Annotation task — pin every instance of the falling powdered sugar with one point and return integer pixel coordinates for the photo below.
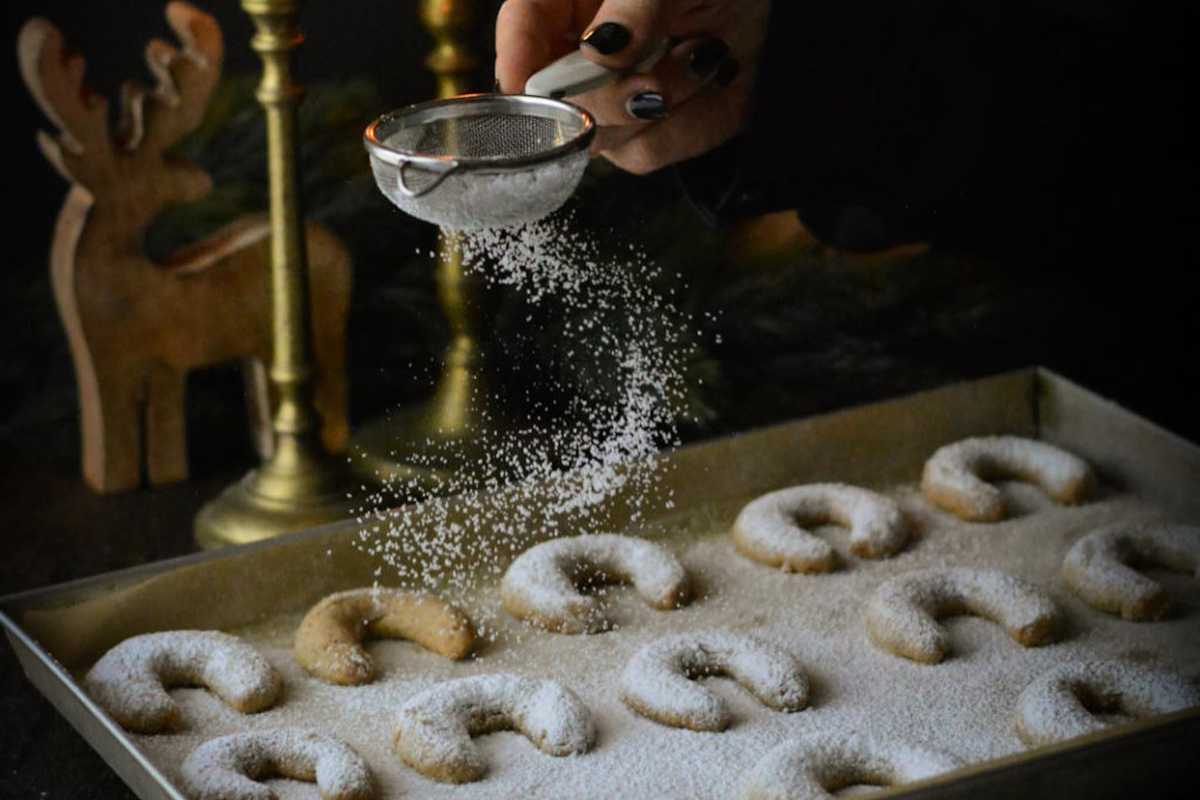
(551, 471)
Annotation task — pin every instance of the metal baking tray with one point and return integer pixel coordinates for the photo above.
(879, 443)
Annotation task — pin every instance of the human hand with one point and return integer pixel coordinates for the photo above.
(695, 98)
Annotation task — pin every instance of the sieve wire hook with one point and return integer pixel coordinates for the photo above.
(444, 169)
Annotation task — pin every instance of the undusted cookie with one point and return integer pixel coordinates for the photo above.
(229, 768)
(954, 476)
(771, 530)
(659, 680)
(901, 617)
(329, 641)
(436, 726)
(131, 680)
(1097, 566)
(1060, 703)
(540, 584)
(816, 765)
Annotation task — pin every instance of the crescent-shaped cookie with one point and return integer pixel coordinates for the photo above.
(540, 584)
(903, 614)
(659, 680)
(131, 680)
(329, 641)
(436, 726)
(955, 476)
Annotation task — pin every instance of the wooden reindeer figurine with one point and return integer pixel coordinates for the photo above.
(136, 326)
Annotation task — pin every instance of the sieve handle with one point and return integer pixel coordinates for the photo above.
(575, 74)
(444, 169)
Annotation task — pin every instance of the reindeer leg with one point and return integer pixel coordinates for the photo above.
(112, 429)
(166, 434)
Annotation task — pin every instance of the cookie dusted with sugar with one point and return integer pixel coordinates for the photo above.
(229, 768)
(131, 680)
(329, 641)
(901, 615)
(817, 765)
(772, 528)
(955, 476)
(436, 726)
(541, 585)
(1097, 567)
(659, 680)
(1062, 703)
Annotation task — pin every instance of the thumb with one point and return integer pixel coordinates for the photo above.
(623, 30)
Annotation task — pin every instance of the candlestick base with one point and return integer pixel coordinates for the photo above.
(267, 503)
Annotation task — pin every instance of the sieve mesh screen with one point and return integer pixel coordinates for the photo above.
(483, 136)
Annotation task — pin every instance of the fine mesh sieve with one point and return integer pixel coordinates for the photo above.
(480, 161)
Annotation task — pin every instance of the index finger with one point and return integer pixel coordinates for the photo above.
(531, 34)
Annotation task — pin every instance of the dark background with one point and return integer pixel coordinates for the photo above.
(781, 330)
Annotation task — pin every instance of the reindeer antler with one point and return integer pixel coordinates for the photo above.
(54, 77)
(185, 82)
(151, 120)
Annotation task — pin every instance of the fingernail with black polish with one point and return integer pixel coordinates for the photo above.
(647, 106)
(707, 58)
(607, 38)
(727, 72)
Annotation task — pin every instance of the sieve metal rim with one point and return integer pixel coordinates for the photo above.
(483, 103)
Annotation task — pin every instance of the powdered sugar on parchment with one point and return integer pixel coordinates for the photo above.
(965, 705)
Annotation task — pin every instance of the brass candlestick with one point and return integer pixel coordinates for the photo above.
(449, 428)
(299, 485)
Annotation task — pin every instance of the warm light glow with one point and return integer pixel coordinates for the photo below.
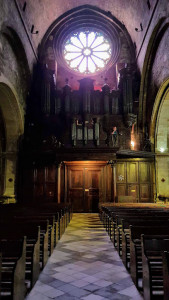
(87, 52)
(132, 145)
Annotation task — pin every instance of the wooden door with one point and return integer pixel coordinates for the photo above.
(83, 184)
(76, 188)
(92, 185)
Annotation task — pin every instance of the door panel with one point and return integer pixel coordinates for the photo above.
(121, 190)
(84, 185)
(132, 172)
(92, 179)
(76, 188)
(144, 171)
(133, 190)
(145, 192)
(121, 173)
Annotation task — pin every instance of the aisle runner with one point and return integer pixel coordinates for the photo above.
(84, 265)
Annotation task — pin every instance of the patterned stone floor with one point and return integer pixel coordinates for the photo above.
(84, 265)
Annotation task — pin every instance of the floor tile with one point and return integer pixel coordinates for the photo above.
(84, 265)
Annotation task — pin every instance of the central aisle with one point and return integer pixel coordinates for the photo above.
(84, 265)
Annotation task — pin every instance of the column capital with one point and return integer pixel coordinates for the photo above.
(112, 162)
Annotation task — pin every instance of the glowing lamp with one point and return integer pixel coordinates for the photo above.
(132, 144)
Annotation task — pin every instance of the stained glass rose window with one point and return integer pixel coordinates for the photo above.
(87, 52)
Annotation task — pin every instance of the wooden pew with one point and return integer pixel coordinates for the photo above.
(152, 252)
(124, 239)
(166, 274)
(135, 249)
(13, 269)
(12, 230)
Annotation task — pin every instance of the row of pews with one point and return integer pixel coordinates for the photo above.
(28, 235)
(141, 237)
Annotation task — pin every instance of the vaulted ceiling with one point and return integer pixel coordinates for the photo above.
(131, 13)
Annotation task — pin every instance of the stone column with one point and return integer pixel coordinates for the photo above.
(58, 182)
(67, 96)
(106, 96)
(113, 188)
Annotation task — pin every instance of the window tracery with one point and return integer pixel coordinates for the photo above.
(87, 51)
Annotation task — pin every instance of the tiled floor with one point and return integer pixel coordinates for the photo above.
(84, 265)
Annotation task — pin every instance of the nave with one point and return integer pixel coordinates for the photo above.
(84, 265)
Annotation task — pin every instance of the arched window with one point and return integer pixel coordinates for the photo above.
(87, 51)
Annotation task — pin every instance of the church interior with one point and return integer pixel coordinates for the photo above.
(84, 149)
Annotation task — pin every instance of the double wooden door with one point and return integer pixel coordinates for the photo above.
(84, 185)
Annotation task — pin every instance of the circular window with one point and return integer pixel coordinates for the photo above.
(87, 52)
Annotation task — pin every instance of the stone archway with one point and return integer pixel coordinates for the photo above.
(14, 128)
(159, 135)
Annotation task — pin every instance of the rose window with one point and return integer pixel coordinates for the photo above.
(87, 52)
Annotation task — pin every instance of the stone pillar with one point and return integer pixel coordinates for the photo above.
(67, 96)
(113, 188)
(58, 182)
(86, 88)
(97, 131)
(125, 86)
(106, 96)
(10, 176)
(74, 134)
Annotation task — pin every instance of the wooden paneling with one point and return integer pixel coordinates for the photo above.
(145, 190)
(133, 190)
(76, 178)
(121, 172)
(144, 172)
(121, 189)
(132, 172)
(84, 183)
(50, 173)
(139, 180)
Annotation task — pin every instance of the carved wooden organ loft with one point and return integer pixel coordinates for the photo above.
(83, 118)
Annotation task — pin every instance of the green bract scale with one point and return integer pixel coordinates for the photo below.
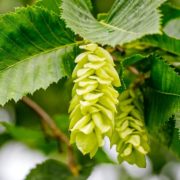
(93, 105)
(130, 135)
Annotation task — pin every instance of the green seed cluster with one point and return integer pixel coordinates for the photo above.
(94, 99)
(130, 135)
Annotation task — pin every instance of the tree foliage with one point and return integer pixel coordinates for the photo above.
(134, 41)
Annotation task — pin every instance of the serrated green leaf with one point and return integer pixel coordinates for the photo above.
(31, 137)
(169, 13)
(164, 99)
(126, 21)
(53, 5)
(33, 45)
(164, 42)
(172, 28)
(133, 59)
(176, 143)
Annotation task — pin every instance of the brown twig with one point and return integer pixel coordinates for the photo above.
(55, 130)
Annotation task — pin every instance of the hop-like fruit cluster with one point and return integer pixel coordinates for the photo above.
(93, 105)
(130, 135)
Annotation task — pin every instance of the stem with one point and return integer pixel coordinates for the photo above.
(133, 70)
(58, 134)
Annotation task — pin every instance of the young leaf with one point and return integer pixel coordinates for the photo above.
(126, 21)
(33, 42)
(164, 99)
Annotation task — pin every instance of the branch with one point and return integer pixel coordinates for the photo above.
(55, 130)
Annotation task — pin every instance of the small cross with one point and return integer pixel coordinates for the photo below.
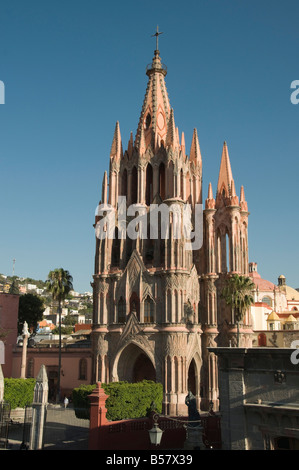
(157, 34)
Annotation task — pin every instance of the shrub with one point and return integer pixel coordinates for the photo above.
(18, 392)
(81, 401)
(125, 400)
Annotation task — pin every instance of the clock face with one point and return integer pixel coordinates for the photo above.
(161, 121)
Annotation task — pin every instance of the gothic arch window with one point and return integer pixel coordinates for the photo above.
(30, 368)
(149, 185)
(134, 185)
(149, 310)
(262, 339)
(148, 120)
(162, 181)
(181, 184)
(124, 183)
(135, 305)
(121, 311)
(115, 255)
(83, 369)
(227, 252)
(188, 187)
(171, 179)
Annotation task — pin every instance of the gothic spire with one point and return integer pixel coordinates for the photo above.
(225, 174)
(155, 111)
(195, 154)
(116, 147)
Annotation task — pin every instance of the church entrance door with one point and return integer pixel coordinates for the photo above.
(134, 365)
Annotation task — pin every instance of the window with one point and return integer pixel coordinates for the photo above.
(121, 311)
(149, 309)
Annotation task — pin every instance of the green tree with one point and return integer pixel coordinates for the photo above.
(59, 284)
(14, 287)
(238, 293)
(31, 308)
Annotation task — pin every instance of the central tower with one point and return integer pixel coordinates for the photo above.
(156, 297)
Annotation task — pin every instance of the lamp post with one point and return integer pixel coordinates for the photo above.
(155, 433)
(25, 335)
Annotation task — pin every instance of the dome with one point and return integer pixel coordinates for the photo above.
(261, 284)
(291, 294)
(273, 316)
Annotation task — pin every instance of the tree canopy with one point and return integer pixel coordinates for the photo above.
(238, 292)
(31, 308)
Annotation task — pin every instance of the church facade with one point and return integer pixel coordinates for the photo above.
(157, 302)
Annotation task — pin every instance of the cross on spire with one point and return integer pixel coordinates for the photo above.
(157, 34)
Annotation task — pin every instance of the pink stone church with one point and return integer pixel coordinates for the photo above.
(157, 303)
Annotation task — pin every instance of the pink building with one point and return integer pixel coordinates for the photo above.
(9, 307)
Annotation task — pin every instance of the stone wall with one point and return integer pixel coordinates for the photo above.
(259, 397)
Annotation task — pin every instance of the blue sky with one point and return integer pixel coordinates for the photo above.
(71, 69)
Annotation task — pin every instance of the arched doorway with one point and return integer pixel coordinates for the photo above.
(134, 365)
(192, 378)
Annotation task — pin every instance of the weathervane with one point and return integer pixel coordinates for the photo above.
(157, 34)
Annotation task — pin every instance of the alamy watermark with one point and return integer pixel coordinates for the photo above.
(176, 222)
(2, 92)
(295, 95)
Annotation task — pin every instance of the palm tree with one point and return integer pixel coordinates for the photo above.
(238, 293)
(59, 283)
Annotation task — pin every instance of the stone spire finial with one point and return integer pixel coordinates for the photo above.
(225, 173)
(116, 147)
(183, 146)
(234, 197)
(130, 145)
(210, 201)
(195, 154)
(243, 203)
(105, 188)
(171, 138)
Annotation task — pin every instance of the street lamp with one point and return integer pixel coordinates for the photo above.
(155, 433)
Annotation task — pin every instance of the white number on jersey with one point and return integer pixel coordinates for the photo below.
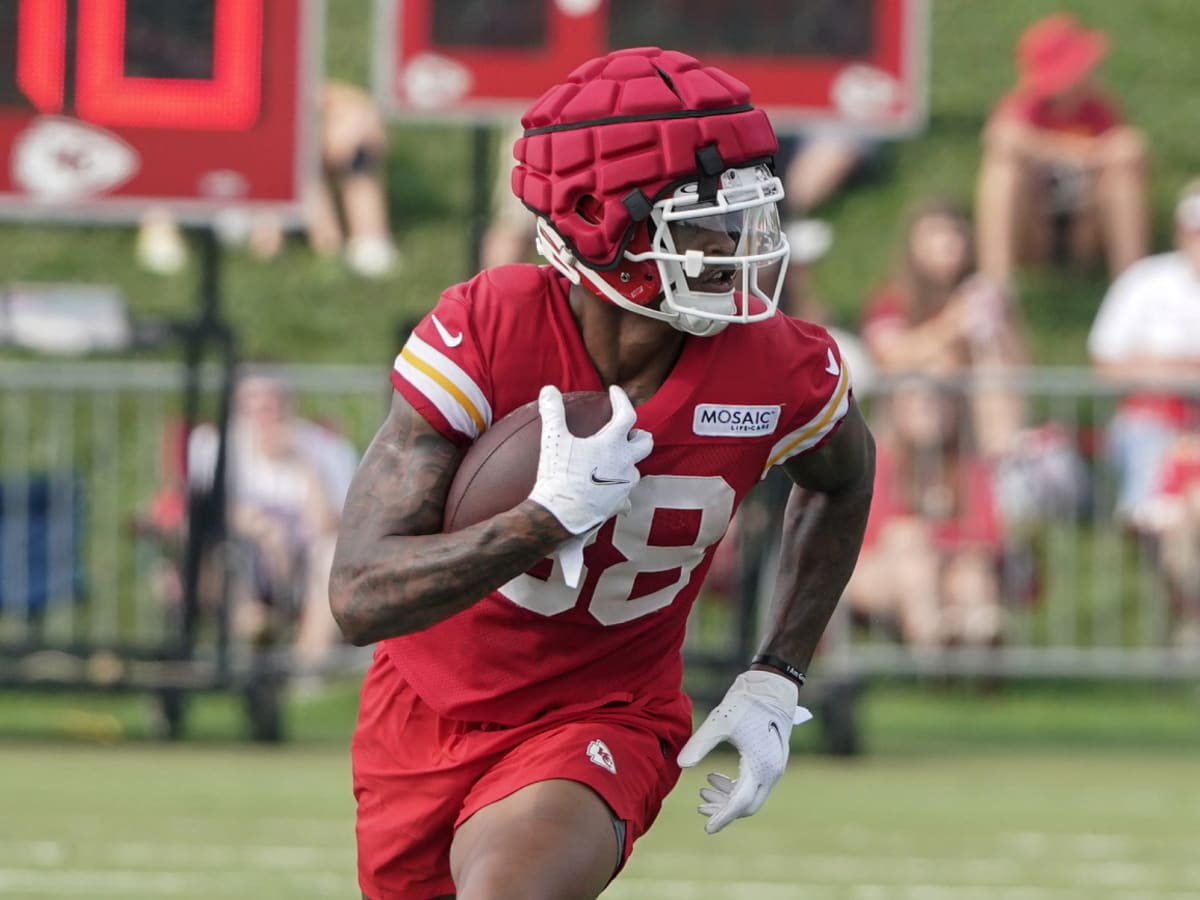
(610, 601)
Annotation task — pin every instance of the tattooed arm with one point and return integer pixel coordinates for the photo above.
(394, 571)
(822, 534)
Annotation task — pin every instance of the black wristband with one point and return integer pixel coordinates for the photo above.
(784, 666)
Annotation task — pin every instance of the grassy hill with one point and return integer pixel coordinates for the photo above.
(301, 309)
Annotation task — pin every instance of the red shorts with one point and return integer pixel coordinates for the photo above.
(418, 775)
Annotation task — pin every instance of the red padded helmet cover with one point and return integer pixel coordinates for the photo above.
(633, 119)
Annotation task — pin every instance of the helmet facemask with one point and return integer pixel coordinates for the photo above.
(708, 252)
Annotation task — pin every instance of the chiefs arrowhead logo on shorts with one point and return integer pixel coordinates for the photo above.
(59, 160)
(599, 754)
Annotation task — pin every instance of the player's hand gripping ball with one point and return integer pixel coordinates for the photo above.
(501, 468)
(575, 455)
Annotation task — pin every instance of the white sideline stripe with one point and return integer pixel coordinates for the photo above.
(635, 888)
(903, 870)
(103, 882)
(184, 856)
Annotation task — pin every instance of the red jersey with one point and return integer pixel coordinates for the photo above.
(733, 406)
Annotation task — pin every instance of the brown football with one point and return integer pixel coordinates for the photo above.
(501, 467)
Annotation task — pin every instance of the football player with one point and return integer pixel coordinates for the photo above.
(523, 717)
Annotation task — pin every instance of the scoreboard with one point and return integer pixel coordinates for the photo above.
(856, 64)
(108, 107)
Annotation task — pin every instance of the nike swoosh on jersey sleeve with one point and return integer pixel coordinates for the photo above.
(816, 429)
(445, 385)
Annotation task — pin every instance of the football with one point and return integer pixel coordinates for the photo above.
(501, 467)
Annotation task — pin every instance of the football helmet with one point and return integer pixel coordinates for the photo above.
(653, 184)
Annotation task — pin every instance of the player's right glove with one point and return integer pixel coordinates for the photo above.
(585, 481)
(756, 717)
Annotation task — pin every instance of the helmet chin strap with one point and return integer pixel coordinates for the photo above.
(552, 247)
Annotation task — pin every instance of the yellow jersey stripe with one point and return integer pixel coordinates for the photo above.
(447, 385)
(816, 427)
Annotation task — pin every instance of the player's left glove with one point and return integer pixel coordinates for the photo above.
(756, 717)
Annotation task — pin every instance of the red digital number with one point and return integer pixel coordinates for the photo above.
(229, 101)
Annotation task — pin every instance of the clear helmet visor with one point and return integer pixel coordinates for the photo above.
(723, 258)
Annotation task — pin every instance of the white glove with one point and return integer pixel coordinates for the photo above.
(585, 481)
(756, 717)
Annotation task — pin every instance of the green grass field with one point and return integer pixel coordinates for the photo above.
(1035, 793)
(238, 822)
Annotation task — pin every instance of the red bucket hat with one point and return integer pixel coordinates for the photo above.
(1056, 53)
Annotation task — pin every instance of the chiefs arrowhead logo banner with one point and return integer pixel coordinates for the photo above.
(59, 160)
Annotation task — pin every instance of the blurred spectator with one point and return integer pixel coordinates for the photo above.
(1062, 175)
(346, 210)
(939, 316)
(931, 555)
(288, 479)
(810, 240)
(1176, 528)
(1147, 330)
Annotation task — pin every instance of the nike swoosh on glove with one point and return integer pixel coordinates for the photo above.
(585, 481)
(756, 717)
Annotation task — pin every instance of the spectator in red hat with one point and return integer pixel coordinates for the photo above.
(1060, 160)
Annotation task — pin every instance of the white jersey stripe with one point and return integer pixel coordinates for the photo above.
(448, 387)
(816, 429)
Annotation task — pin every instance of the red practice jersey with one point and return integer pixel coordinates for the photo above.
(733, 406)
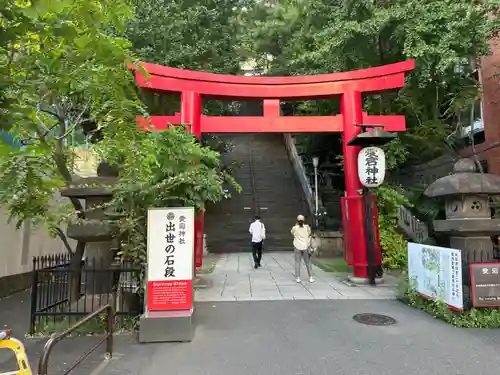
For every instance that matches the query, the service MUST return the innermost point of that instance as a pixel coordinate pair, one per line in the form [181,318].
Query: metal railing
[56,304]
[43,364]
[300,171]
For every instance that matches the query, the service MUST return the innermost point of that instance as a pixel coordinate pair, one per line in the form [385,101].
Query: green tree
[310,37]
[443,36]
[64,72]
[187,34]
[67,72]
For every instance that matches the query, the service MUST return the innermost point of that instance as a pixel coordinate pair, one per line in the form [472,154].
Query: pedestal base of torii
[166,326]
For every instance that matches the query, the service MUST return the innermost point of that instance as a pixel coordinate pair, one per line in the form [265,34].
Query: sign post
[485,284]
[169,302]
[436,273]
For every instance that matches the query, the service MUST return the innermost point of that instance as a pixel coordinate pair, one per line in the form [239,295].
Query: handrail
[300,172]
[44,360]
[412,226]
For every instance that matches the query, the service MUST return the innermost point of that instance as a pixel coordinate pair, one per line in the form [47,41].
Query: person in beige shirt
[302,236]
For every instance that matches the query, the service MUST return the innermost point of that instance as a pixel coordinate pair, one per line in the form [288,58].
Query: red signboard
[170,295]
[485,284]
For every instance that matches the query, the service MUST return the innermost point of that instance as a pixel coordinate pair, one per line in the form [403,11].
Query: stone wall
[20,246]
[424,174]
[332,244]
[299,169]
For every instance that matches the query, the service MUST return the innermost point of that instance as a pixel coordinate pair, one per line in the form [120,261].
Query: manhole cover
[374,319]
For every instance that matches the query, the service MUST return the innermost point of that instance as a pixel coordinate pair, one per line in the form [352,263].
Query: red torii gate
[348,85]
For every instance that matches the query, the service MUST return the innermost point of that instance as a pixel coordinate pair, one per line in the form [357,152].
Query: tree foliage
[161,169]
[65,70]
[196,35]
[443,36]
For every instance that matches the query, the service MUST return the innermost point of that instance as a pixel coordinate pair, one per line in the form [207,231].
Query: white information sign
[436,272]
[170,258]
[371,166]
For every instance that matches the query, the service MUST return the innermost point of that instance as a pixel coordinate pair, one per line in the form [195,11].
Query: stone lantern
[95,230]
[468,222]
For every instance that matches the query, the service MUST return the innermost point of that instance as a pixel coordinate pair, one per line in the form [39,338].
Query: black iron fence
[63,294]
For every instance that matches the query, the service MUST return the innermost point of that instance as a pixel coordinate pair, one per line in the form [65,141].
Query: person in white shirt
[302,244]
[258,232]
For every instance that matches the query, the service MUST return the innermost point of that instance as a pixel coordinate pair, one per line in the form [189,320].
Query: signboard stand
[169,302]
[436,273]
[485,284]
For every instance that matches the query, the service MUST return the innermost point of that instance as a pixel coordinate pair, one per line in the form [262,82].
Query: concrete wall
[490,85]
[18,247]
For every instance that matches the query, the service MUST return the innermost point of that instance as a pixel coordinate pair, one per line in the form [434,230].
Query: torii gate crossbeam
[350,86]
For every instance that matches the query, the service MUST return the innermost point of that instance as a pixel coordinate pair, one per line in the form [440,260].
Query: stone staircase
[270,189]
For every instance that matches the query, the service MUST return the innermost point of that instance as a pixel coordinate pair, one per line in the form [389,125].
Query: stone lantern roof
[465,180]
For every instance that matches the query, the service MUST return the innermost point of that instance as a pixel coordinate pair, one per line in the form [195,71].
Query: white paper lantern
[371,166]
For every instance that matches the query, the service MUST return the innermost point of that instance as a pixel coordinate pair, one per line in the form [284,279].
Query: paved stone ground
[235,279]
[317,337]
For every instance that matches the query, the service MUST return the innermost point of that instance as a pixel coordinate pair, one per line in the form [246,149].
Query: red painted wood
[379,71]
[349,85]
[267,91]
[283,124]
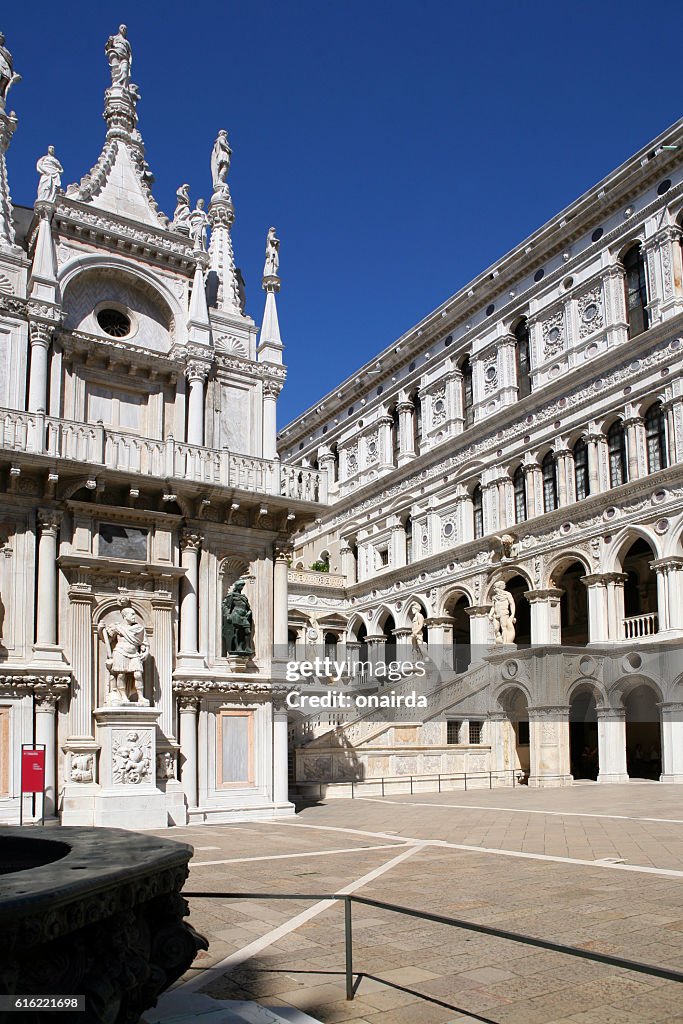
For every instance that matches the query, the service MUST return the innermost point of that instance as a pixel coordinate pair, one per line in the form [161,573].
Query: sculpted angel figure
[120,56]
[503,614]
[220,161]
[181,213]
[271,255]
[7,74]
[50,171]
[199,223]
[127,648]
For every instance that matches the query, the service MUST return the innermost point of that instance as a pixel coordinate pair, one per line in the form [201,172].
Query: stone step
[182,1008]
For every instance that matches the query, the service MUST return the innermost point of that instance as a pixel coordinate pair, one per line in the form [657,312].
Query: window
[581,470]
[655,438]
[477,510]
[636,291]
[475,731]
[520,495]
[522,359]
[453,731]
[468,392]
[616,449]
[549,472]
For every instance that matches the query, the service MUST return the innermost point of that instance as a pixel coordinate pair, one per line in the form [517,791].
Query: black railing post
[348,943]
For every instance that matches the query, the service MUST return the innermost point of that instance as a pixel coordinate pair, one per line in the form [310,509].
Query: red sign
[33,770]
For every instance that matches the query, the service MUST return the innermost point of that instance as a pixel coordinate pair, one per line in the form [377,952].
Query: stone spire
[270,344]
[121,179]
[221,217]
[8,124]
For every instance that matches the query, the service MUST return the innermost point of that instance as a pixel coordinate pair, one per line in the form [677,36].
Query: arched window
[581,469]
[636,291]
[522,359]
[409,539]
[520,495]
[468,391]
[655,437]
[549,472]
[616,449]
[477,510]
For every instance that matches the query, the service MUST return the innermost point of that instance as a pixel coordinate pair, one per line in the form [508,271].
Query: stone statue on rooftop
[7,74]
[220,162]
[50,171]
[271,255]
[120,56]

********

REQUIRED ACTION: Within these entries, output exactly the lines starting at the one with "Annotation task — pin every instance of the blurred" and finishing at the one with "the form [181,318].". Leave pictures out of the output.

ANSWER TO THIS TASK:
Annotation task — pin every instance of the blurred spectator with one point and return integer pixel coordinates for the photo above.
(1062, 175)
(346, 210)
(939, 316)
(931, 555)
(288, 479)
(810, 240)
(1176, 528)
(1147, 330)
Annotation task — pin every instance of the nike swoosh on glove with one point and return integer pixel coordinates for the photo above.
(585, 481)
(756, 717)
Annotation task — pin every instance of the spectator in red hat with one point and return integer pixel coordinates for the photo above.
(1060, 160)
Annotation task — pin every instance of the white jersey stripe with one point and return integer pixel coordinates for the photo above.
(448, 387)
(816, 429)
Annotation task — pin every instance of the red practice jersey with one point and return integer pixel coordinates for the photo above.
(733, 406)
For every instance that matches the query, the service MUST return the innermost point of that instance as a pixel coordinate pair, one per line in the form [181,318].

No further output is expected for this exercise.